Data supplied
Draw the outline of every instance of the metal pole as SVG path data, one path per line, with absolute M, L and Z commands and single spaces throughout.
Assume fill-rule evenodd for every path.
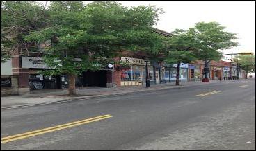
M 239 66 L 238 65 L 238 60 L 237 62 L 237 79 L 239 79 Z
M 146 62 L 146 87 L 148 88 L 150 87 L 150 78 L 148 76 L 148 67 L 147 67 L 147 62 L 148 61 L 145 61 Z

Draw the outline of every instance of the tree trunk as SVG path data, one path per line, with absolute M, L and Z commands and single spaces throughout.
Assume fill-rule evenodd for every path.
M 68 86 L 68 94 L 75 95 L 76 94 L 76 76 L 74 74 L 69 74 L 68 78 L 70 85 Z
M 179 85 L 179 70 L 180 70 L 180 62 L 177 65 L 177 72 L 176 72 L 176 85 Z
M 207 61 L 205 62 L 205 68 L 208 68 L 208 64 L 209 62 Z M 205 71 L 205 78 L 207 79 L 208 78 L 208 71 Z
M 247 75 L 248 75 L 248 68 L 246 68 L 246 79 L 247 79 Z

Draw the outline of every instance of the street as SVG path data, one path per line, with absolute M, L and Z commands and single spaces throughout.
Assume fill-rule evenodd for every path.
M 2 109 L 1 138 L 2 150 L 253 150 L 255 80 Z

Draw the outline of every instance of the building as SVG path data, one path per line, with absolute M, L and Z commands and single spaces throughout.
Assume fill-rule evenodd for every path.
M 170 33 L 159 29 L 156 29 L 155 32 L 163 36 L 171 35 Z M 29 53 L 26 56 L 16 52 L 10 60 L 1 64 L 2 87 L 5 87 L 2 89 L 2 95 L 28 94 L 34 90 L 65 89 L 68 87 L 67 75 L 46 76 L 38 73 L 40 71 L 49 69 L 41 57 L 45 47 L 50 46 L 51 44 L 51 41 L 47 41 L 44 44 L 36 45 L 35 48 L 37 51 Z M 121 69 L 113 64 L 109 64 L 112 66 L 108 66 L 99 71 L 84 71 L 76 78 L 76 87 L 113 87 L 144 85 L 146 57 L 148 56 L 141 52 L 123 51 L 115 60 L 129 63 L 129 69 Z M 149 73 L 152 84 L 166 82 L 163 62 L 151 61 L 149 64 Z M 10 82 L 11 85 L 7 85 Z

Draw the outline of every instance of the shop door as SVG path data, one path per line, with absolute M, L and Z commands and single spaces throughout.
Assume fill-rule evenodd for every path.
M 83 85 L 106 87 L 106 71 L 88 71 L 83 73 Z
M 156 71 L 156 83 L 160 83 L 159 71 Z

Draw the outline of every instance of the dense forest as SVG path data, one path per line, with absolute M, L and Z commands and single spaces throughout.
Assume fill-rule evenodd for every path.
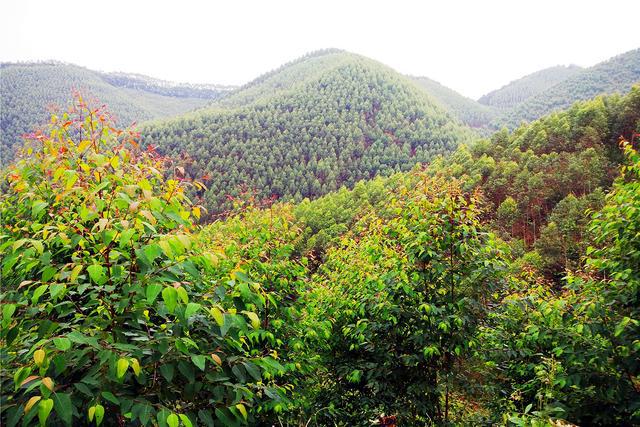
M 0 182 L 1 424 L 640 424 L 640 86 L 485 138 L 424 87 L 328 50 L 50 115 Z
M 410 80 L 358 55 L 322 51 L 221 99 L 141 129 L 145 144 L 206 177 L 210 214 L 243 190 L 302 200 L 411 169 L 472 132 Z
M 545 68 L 481 96 L 478 103 L 494 107 L 498 111 L 508 111 L 582 70 L 577 65 Z
M 624 93 L 640 80 L 640 49 L 585 68 L 507 111 L 496 123 L 516 127 L 601 93 Z
M 0 65 L 0 164 L 14 155 L 14 145 L 53 109 L 64 109 L 78 90 L 108 105 L 118 124 L 174 116 L 226 94 L 231 88 L 171 85 L 145 76 L 100 73 L 75 65 L 3 63 Z
M 453 89 L 441 85 L 427 77 L 412 77 L 426 92 L 447 111 L 472 128 L 484 128 L 493 121 L 497 112 L 494 108 L 482 105 L 473 99 L 460 95 Z

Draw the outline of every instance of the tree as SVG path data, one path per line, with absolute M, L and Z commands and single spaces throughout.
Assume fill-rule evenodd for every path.
M 81 98 L 33 139 L 0 202 L 3 425 L 237 425 L 283 400 L 263 297 L 212 280 L 188 183 Z

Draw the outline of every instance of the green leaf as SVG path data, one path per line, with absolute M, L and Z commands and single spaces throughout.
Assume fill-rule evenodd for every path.
M 189 302 L 189 295 L 187 294 L 187 290 L 185 288 L 180 286 L 178 287 L 178 289 L 176 289 L 176 292 L 178 293 L 178 297 L 180 297 L 183 303 L 186 304 Z
M 162 291 L 162 299 L 169 313 L 173 313 L 178 305 L 178 292 L 173 286 L 167 286 Z
M 176 414 L 170 414 L 167 417 L 167 425 L 169 427 L 178 427 L 179 424 L 180 420 L 178 419 L 178 416 Z
M 53 407 L 58 418 L 67 426 L 73 422 L 73 404 L 67 393 L 53 393 Z
M 15 312 L 16 312 L 15 304 L 5 304 L 4 306 L 2 306 L 2 320 L 8 323 L 8 321 L 11 320 L 13 313 Z
M 191 361 L 194 365 L 200 368 L 201 371 L 204 371 L 206 365 L 206 358 L 200 354 L 192 354 Z
M 107 399 L 109 402 L 115 403 L 116 405 L 120 405 L 120 399 L 115 397 L 113 393 L 111 393 L 110 391 L 103 391 L 101 394 L 102 394 L 102 397 Z
M 80 275 L 81 271 L 82 271 L 82 265 L 76 265 L 73 268 L 73 270 L 71 270 L 71 274 L 69 275 L 69 282 L 75 283 L 76 280 L 78 280 L 78 276 Z
M 38 300 L 40 299 L 42 294 L 44 294 L 47 291 L 47 289 L 49 289 L 49 285 L 38 286 L 36 290 L 33 291 L 33 296 L 31 297 L 31 303 L 37 304 Z
M 172 363 L 162 364 L 160 365 L 160 373 L 163 377 L 169 382 L 173 379 L 173 374 L 175 372 L 175 367 Z
M 218 307 L 211 307 L 209 312 L 213 316 L 213 319 L 216 321 L 218 326 L 224 325 L 224 316 L 222 315 L 222 311 L 220 311 Z
M 96 425 L 100 425 L 102 424 L 102 420 L 104 418 L 104 406 L 102 405 L 96 405 Z
M 185 414 L 180 414 L 180 419 L 182 420 L 182 424 L 185 427 L 193 427 L 193 424 L 191 423 L 191 420 Z
M 96 282 L 98 285 L 102 285 L 107 281 L 105 269 L 100 264 L 90 265 L 89 267 L 87 267 L 87 272 L 89 272 L 89 277 L 91 277 L 91 280 Z
M 38 253 L 42 255 L 42 253 L 44 252 L 44 245 L 42 244 L 42 242 L 40 240 L 32 240 L 31 244 L 33 245 L 34 248 L 36 248 Z
M 207 427 L 214 427 L 213 417 L 211 416 L 211 411 L 205 411 L 200 409 L 198 411 L 198 418 L 202 421 Z
M 191 316 L 196 314 L 198 310 L 200 310 L 200 307 L 202 307 L 200 304 L 190 302 L 189 304 L 187 304 L 187 308 L 184 310 L 184 317 L 186 319 L 190 318 Z
M 47 424 L 47 418 L 49 418 L 49 414 L 51 414 L 52 409 L 53 399 L 40 400 L 40 404 L 38 405 L 38 419 L 40 420 L 41 426 Z
M 131 238 L 133 237 L 134 233 L 136 232 L 135 228 L 129 228 L 124 230 L 121 234 L 120 234 L 120 249 L 124 248 L 125 246 L 127 246 L 127 244 L 129 243 L 129 241 L 131 240 Z
M 160 291 L 162 291 L 162 285 L 158 283 L 152 283 L 149 286 L 147 286 L 145 295 L 147 297 L 147 301 L 149 301 L 149 304 L 153 304 L 153 302 L 158 297 L 158 294 L 160 293 Z
M 260 318 L 258 317 L 257 314 L 255 314 L 252 311 L 243 311 L 243 313 L 246 314 L 249 320 L 251 321 L 251 326 L 253 326 L 253 329 L 260 328 Z
M 47 206 L 49 206 L 49 203 L 47 202 L 44 202 L 42 200 L 34 200 L 31 204 L 31 216 L 37 218 Z
M 247 409 L 244 407 L 244 405 L 242 403 L 238 403 L 236 405 L 236 408 L 238 409 L 238 411 L 240 411 L 244 420 L 247 421 L 248 414 L 247 414 Z
M 117 372 L 117 376 L 118 378 L 122 378 L 124 377 L 124 374 L 127 373 L 127 369 L 129 369 L 129 360 L 121 357 L 120 359 L 118 359 L 118 363 L 116 366 L 116 372 Z
M 67 351 L 71 348 L 71 340 L 66 337 L 54 338 L 53 345 L 60 351 Z
M 64 283 L 54 283 L 49 286 L 49 294 L 51 295 L 51 299 L 56 299 L 56 297 L 64 292 L 65 289 L 67 289 L 67 286 Z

Written request
Please arrange the items from the line containing "Draw the outline of every instance of the building" through the line containing "M 156 71 L 156 83 L 160 83 L 159 71 Z" as a two-column CSV with the headers instruction and response. Give one row per item, with its text and its answer each in a single quoted field and line breaks replaced by spaces.

Written response
instruction,response
"Draw the outline of every instance of the building as SVG path data, one path per line, with absolute M, L and Z commands and single spaces throughout. Assume fill-rule evenodd for every path.","M 170 33 L 159 29 L 156 29 L 155 32 L 163 36 L 171 35 Z M 29 53 L 26 56 L 16 52 L 10 60 L 1 64 L 2 87 L 5 87 L 2 89 L 2 95 L 28 94 L 34 90 L 65 89 L 68 87 L 67 75 L 46 76 L 38 73 L 40 71 L 49 69 L 41 57 L 45 47 L 50 46 L 51 44 L 51 41 L 47 41 L 44 44 L 36 45 L 35 48 L 37 51 Z M 121 69 L 113 64 L 109 64 L 112 66 L 108 66 L 99 71 L 84 71 L 76 78 L 76 87 L 113 87 L 144 85 L 146 57 L 148 56 L 141 52 L 123 51 L 115 60 L 129 63 L 129 69 Z M 149 73 L 152 84 L 166 82 L 163 62 L 151 61 L 149 64 Z M 10 82 L 11 85 L 7 85 Z"
"Draw the outline of every instance of the shop door as SVG path data, one path per line, with absolute M, L and Z commands and single spaces throughout. Assume fill-rule evenodd for every path.","M 83 85 L 106 87 L 106 71 L 88 71 L 83 73 Z M 156 71 L 156 83 L 160 83 L 159 71 Z"